(Beginning of Data to process)

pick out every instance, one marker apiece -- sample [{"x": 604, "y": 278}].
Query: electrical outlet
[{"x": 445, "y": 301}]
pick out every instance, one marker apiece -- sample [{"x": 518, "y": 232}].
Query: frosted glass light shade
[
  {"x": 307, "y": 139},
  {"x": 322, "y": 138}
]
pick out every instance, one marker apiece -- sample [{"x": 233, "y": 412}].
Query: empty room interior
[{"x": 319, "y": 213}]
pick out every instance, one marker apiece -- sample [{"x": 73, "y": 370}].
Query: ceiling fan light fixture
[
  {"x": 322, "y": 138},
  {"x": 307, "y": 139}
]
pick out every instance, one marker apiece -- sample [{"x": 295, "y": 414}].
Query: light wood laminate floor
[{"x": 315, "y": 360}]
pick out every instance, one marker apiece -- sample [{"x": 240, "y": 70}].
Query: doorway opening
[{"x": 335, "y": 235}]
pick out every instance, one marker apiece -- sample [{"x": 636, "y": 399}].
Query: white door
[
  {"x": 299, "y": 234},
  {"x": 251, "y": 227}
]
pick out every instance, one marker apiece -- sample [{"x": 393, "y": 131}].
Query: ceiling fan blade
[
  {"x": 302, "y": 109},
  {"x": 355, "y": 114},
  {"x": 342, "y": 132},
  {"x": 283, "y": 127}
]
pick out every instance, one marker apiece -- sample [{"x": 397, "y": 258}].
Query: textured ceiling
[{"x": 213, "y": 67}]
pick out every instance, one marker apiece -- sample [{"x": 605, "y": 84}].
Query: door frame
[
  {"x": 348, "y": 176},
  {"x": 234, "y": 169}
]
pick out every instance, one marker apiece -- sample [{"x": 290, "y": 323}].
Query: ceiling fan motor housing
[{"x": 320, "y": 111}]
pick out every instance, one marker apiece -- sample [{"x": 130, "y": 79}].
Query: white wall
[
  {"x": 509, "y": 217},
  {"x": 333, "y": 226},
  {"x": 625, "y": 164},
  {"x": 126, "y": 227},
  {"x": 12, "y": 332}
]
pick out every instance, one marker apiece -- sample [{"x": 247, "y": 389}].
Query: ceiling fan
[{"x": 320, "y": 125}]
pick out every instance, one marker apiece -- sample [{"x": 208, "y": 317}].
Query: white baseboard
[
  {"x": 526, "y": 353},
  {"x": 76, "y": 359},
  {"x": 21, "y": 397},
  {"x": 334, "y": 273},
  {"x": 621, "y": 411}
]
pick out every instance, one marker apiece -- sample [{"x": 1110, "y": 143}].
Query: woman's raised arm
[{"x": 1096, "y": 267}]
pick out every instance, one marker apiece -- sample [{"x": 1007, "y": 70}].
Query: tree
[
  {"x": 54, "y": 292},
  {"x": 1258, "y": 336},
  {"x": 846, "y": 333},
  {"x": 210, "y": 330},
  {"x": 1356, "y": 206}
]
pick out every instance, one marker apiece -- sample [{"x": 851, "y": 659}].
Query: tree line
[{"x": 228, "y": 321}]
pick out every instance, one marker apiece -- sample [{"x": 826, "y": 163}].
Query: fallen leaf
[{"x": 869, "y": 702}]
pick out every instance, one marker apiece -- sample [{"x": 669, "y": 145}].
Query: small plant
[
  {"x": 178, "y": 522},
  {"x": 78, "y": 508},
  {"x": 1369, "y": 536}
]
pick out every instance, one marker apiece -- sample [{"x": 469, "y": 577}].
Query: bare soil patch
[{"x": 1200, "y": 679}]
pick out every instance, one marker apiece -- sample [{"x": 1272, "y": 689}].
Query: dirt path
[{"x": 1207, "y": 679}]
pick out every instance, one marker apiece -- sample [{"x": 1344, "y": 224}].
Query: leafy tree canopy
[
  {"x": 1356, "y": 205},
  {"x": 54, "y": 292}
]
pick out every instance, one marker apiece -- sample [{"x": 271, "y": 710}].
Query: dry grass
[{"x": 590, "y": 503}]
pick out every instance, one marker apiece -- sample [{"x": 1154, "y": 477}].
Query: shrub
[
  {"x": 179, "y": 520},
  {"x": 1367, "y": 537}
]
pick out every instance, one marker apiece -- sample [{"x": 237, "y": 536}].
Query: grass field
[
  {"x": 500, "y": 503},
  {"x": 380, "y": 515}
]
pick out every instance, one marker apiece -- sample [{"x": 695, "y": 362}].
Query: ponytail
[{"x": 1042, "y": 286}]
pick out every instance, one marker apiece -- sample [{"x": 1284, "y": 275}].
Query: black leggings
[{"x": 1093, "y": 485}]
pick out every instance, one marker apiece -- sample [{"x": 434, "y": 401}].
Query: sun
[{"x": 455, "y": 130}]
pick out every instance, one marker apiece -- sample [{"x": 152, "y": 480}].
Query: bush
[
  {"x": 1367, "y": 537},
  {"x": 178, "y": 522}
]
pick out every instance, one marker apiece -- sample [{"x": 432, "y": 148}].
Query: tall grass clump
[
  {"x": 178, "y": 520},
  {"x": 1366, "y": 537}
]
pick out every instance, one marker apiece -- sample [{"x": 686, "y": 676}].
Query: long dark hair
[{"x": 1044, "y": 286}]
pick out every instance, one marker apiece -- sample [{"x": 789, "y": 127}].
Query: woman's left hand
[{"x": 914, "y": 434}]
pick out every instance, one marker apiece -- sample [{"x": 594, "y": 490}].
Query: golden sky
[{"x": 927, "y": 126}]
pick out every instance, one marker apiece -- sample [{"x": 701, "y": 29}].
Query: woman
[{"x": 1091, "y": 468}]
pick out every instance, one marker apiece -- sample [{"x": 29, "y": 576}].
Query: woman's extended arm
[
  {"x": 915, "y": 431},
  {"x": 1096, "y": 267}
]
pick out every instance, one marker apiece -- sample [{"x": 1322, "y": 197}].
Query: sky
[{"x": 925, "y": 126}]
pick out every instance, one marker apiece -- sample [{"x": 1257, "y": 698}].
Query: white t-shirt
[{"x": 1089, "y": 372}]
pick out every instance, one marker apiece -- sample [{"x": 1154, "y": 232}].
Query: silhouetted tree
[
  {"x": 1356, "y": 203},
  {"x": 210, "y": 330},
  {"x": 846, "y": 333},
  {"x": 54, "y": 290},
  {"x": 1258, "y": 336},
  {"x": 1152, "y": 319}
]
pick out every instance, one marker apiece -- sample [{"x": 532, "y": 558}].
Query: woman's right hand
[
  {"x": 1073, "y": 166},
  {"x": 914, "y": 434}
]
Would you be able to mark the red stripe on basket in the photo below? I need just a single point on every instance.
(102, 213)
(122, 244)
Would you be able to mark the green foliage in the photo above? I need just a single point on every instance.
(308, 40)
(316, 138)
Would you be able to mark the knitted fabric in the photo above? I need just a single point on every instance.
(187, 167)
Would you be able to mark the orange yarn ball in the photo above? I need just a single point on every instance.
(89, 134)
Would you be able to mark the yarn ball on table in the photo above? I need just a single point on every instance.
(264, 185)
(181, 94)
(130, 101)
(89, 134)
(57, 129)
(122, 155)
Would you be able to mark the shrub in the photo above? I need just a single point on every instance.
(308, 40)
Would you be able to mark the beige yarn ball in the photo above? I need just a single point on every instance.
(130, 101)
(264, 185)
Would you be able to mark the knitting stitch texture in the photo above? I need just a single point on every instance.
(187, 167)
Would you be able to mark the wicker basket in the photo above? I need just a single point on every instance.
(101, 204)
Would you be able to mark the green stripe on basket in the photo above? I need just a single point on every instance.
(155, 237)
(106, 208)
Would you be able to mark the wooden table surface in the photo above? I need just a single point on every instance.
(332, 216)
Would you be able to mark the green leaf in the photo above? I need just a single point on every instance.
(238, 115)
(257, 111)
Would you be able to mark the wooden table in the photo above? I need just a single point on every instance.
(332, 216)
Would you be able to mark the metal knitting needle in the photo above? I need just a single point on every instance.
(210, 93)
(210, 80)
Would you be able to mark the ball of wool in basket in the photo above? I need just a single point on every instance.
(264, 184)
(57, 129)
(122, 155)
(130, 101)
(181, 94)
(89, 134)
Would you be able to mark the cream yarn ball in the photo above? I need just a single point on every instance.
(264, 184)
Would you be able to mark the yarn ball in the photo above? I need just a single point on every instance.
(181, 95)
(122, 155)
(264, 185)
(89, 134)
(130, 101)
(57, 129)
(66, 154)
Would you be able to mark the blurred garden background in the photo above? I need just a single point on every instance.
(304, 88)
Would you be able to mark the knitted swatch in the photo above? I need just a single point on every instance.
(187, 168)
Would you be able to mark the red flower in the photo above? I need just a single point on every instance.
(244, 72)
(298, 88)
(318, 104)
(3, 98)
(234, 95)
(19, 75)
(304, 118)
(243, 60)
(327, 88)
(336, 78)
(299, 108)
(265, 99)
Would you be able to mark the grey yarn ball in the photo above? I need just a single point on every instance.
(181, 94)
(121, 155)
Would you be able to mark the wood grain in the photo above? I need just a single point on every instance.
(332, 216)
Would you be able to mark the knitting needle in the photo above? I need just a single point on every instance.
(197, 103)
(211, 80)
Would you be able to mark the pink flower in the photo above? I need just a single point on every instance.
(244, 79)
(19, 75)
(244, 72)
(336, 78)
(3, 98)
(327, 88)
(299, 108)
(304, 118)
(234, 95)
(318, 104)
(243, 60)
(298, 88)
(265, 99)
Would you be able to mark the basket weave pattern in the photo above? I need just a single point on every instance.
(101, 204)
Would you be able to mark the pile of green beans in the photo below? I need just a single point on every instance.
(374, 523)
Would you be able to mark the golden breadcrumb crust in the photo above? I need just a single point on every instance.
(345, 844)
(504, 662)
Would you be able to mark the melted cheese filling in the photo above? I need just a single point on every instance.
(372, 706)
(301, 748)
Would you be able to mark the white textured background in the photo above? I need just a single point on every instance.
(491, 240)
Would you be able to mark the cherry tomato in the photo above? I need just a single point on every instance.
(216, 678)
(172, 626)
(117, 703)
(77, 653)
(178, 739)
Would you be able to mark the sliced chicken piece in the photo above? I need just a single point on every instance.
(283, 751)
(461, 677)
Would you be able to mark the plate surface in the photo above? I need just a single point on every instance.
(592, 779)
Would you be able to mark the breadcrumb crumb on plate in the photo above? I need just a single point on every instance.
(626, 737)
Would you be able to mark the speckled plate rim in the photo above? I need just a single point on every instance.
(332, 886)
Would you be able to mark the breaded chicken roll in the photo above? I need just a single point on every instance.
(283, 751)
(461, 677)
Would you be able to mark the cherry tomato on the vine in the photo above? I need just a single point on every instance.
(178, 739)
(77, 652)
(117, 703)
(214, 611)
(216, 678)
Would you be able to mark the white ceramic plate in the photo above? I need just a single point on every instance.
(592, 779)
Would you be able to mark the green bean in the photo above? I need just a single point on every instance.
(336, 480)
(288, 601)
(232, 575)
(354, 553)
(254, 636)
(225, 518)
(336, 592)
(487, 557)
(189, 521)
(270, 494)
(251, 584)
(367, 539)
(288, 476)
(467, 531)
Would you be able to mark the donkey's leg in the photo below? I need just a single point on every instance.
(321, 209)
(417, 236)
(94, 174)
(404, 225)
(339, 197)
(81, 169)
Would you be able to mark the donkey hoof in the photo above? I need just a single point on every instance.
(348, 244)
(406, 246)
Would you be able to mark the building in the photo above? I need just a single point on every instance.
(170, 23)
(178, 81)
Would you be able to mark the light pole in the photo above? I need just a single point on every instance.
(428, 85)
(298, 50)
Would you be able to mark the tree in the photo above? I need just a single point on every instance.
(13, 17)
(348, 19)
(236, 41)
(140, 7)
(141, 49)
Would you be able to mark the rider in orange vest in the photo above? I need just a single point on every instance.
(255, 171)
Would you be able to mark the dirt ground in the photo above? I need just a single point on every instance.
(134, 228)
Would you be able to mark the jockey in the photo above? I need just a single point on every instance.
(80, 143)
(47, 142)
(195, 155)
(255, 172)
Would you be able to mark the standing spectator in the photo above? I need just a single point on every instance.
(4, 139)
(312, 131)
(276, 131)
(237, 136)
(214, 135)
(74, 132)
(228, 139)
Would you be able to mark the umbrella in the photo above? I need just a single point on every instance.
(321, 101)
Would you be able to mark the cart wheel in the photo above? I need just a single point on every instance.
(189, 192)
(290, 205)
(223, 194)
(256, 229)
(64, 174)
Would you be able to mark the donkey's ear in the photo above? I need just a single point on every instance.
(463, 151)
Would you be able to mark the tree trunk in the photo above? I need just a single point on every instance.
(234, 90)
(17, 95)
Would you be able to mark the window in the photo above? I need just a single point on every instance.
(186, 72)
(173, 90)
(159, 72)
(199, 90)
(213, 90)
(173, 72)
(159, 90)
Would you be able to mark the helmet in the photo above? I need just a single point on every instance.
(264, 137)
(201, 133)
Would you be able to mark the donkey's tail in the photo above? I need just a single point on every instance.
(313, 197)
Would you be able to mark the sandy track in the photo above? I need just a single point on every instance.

(End of Data to process)

Take the line with "Would you be able to mark the window" and all lines after it through the end of the records, and write them out exactly; include nothing else.

Your response.
Would you be able to mark the window in the photo above? I need just a single point on every instance.
(186, 72)
(173, 90)
(159, 72)
(199, 90)
(213, 90)
(173, 72)
(159, 90)
Would you be able to mark the helmet in the photo above? I need just a single point on every instance.
(264, 137)
(201, 133)
Would you be able to mark the donkey's tail in the photo above? I need just a single point on every instance.
(313, 197)
Would you be able to mark the sandy track in the photo above? I need just a single point on every instance.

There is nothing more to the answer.